In den ostdeutschen Ländern sei das Handwerk die Wirtschaftsmacht Nummer eins, darauf wies der Präsident des Thüringer Handwerkstages, Stefan Lobenstein, hin: „Wir sind klassische Handwerksländer. Darauf sind wir stolz.“ Um Betriebsschließungen zu vermeiden, sei die Unterstützung des Staates gefragt. Vor allem die Energiepreise würden die Betriebe an die Grenze der Wirtschaftlichkeit drängen. „Die Politik, insbesondere die neue Bundesregierung, darf die Handwerksbetriebe nicht bestrafen, sondern muss ihnen beispielsweise bei der Umstellung auf energiesparende Investitionen unter die Arme greifen“, so Lobenstein. „Gleichzeitig muss global gedacht werden, um langfristig stabile Preise zu sichern. Hier muss die Europäische Union als starker Spieler auftreten, um auf internationale Vereinbarungen einwirken zu können.“
Bodo Ramelow, Ministerpräsident des Freistaates Thüringen, bezeichnete die Bedeutung des Handwerks mit 150.000 Beschäftigten in Thüringen als „unschlagbare Macht“, ohne die sich im Freistaat nichts drehen würde. Bis zum Jahr 2035 gehen 300.000 Menschen in Thüringen in Rente, aber nur 150.000 junge Menschen kommen bis dahin in Beschäftigung. „Wir werden uns alle noch kloppen um den Rohstoff Mensch“, meinte der Ministerpräsident.

Extrahierte Daten:

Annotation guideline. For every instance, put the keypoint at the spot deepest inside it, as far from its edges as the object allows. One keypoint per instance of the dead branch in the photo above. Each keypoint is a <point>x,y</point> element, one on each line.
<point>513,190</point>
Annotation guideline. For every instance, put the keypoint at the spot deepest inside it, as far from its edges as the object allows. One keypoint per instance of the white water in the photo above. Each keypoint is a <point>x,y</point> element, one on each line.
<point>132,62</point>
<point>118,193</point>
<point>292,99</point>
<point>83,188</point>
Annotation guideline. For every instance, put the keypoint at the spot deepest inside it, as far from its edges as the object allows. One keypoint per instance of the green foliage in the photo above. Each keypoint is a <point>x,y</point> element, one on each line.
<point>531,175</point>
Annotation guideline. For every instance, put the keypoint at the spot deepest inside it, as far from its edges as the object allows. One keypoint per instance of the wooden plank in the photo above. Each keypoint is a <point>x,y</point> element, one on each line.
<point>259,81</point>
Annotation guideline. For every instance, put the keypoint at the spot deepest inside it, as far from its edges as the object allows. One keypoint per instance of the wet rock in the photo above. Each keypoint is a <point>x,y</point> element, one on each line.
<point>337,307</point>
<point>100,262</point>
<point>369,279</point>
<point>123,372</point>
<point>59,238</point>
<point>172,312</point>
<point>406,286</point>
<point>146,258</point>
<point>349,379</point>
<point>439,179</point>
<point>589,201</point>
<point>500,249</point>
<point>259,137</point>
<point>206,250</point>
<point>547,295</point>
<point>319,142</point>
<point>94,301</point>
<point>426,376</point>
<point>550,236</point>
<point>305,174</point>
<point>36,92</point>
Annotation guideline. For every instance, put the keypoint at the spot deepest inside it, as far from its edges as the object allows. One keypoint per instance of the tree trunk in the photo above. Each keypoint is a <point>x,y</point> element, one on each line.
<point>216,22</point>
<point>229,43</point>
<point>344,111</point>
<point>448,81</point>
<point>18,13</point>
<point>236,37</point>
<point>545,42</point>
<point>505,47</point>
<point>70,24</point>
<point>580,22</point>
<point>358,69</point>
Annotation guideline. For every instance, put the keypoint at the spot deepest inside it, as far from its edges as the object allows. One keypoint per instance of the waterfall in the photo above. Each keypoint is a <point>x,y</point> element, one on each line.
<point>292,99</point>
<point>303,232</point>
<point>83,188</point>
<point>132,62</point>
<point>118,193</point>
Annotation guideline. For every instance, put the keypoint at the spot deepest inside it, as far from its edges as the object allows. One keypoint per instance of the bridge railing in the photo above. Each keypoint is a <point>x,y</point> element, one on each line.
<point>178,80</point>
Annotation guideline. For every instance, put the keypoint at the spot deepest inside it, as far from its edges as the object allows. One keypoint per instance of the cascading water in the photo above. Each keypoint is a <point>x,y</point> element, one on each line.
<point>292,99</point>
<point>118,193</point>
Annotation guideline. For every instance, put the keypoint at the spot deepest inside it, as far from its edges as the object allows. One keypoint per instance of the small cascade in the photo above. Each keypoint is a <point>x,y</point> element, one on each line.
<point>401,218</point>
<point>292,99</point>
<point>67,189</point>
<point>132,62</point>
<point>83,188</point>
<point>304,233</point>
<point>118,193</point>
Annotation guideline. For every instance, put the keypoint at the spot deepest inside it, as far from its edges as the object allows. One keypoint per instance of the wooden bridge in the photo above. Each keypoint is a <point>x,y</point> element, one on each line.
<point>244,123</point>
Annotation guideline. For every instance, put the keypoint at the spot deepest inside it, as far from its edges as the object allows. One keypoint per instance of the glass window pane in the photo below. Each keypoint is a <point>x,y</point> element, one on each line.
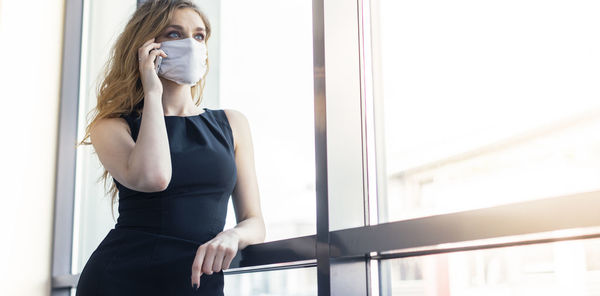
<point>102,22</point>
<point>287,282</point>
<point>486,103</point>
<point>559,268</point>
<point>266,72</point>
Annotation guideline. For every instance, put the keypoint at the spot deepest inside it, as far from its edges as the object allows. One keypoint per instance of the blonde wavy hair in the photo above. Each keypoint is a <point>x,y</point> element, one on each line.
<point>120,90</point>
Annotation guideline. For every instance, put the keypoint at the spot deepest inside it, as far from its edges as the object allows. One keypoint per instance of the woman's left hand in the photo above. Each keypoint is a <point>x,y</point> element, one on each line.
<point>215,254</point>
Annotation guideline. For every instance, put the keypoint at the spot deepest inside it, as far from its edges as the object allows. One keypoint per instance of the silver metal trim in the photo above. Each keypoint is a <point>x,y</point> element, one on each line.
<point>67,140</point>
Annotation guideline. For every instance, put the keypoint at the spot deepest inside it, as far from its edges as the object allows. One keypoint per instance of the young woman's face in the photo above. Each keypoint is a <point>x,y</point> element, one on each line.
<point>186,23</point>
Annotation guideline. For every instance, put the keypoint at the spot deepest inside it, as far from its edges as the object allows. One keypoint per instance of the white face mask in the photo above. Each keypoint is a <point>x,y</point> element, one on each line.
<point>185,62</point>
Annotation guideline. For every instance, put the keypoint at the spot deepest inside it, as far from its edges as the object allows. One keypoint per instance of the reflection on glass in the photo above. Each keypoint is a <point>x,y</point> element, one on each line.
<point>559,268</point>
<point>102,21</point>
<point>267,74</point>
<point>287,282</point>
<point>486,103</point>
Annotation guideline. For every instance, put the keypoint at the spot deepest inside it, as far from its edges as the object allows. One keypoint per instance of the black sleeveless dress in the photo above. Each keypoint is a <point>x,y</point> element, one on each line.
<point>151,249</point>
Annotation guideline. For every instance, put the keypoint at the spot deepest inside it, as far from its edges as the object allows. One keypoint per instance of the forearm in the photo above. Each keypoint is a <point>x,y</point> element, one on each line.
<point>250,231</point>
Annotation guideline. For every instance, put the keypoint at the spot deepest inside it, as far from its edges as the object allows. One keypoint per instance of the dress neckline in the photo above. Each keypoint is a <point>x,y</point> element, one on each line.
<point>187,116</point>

* * *

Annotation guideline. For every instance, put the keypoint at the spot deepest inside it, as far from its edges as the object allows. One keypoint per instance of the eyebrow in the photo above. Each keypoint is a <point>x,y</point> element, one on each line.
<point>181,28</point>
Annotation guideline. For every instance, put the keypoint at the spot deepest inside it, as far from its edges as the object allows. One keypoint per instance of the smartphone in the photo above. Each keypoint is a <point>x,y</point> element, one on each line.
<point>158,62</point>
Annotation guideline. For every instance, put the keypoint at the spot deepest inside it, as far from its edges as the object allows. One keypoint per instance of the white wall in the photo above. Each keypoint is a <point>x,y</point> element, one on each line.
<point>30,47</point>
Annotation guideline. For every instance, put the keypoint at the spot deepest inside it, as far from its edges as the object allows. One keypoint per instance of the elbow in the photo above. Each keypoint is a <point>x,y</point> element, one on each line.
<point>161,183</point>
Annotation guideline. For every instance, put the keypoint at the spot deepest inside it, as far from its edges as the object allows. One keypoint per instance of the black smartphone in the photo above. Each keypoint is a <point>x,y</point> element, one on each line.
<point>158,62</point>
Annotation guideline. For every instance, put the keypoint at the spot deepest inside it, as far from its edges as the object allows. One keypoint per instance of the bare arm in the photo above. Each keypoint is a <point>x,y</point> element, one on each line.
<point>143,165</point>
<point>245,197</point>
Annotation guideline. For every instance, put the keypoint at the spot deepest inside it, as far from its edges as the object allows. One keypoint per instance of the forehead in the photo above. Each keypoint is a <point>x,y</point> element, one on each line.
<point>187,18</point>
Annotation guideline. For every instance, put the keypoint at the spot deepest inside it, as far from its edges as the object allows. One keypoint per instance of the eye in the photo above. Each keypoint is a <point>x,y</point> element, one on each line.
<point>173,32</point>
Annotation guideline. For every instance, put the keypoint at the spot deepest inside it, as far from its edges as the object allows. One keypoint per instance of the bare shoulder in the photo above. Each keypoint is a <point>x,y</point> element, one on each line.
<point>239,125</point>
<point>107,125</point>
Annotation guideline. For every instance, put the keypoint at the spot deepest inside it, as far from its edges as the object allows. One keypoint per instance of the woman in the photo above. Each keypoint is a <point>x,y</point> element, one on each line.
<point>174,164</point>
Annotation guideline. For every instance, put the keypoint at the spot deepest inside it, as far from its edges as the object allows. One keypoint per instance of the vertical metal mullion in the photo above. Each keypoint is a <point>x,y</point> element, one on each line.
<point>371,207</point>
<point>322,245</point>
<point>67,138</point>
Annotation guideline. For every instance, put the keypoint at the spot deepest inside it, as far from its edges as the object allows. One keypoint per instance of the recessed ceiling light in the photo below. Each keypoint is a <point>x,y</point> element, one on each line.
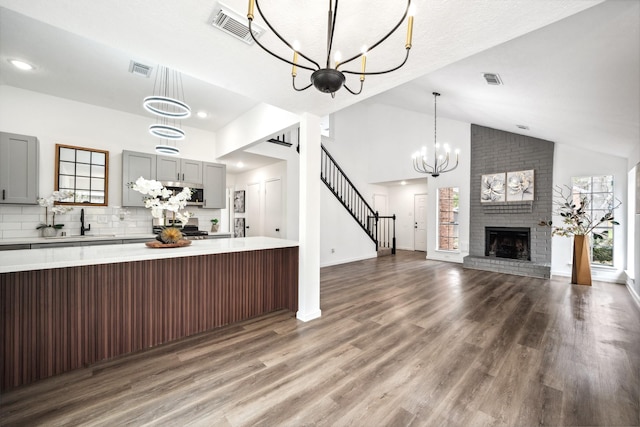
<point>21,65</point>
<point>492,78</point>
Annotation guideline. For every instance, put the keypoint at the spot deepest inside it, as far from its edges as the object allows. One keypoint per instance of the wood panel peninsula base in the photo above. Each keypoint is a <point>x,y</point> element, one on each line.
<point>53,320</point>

Aufgaben:
• A. Beantworte anhand des Auszugs über das Handwerk:
(i) Welches Amt bekleidet Stefan Lobenstein?
(ii) Was drängt die Betriebe laut Lobenstein vor allem an die Grenze der Wirtschaftlichkeit?
(iii) Wie viele Menschen gehen in Thüringen bis zum Jahr 2035 in Rente?
• B. Führe den Auszug über das Handwerk nach seinem letzten Satz fort.
Die Zeilen sind hierfür ohne Belang.

Erwartete Ergebnisse:
• A.
(i) Er ist Präsident des Thüringer Handwerkstages.
(ii) Vor allem die Energiepreise.
(iii) 300.000 Menschen.

• B.
Das Handwerk braucht Frieden in Europa
Die zentrale Rolle des Handwerks unterstrich auch Alf Reuter. Der Präsident des Bundesinnungsverbandes für Orthopädie-Technik (BIV-OT) sprach sich angesichts der zu erwartenden Kriegsversehrten in Europa für den Frieden aus. „Leider ist der Krieg 2022 nach Europa zurückgekehrt. Wir Orthopädietechniker versorgen Kriegsversehrte. Das können wir, das machen wir bereits und das werden wir auch weiter tun: Aber möge uns eine Eskalation des Krieges erspart bleiben. Frieden ist die wichtigste Rahmenbedingung für Gesellschaft und Handwerk.“ Die Orthopädie-Technik verstehe sich als ein Handwerk, das sich der Verbesserung der Lebensbedingungen von Menschen mit Handicap oder Mobilitätseinschränkungen verschrieben habe. Es sei besorgniserregend, dass im Jahre 2022 die Versorgung von Kriegsversehrten in Europa als ein Schwerpunkt der OTWorld zurückgekehrt sei.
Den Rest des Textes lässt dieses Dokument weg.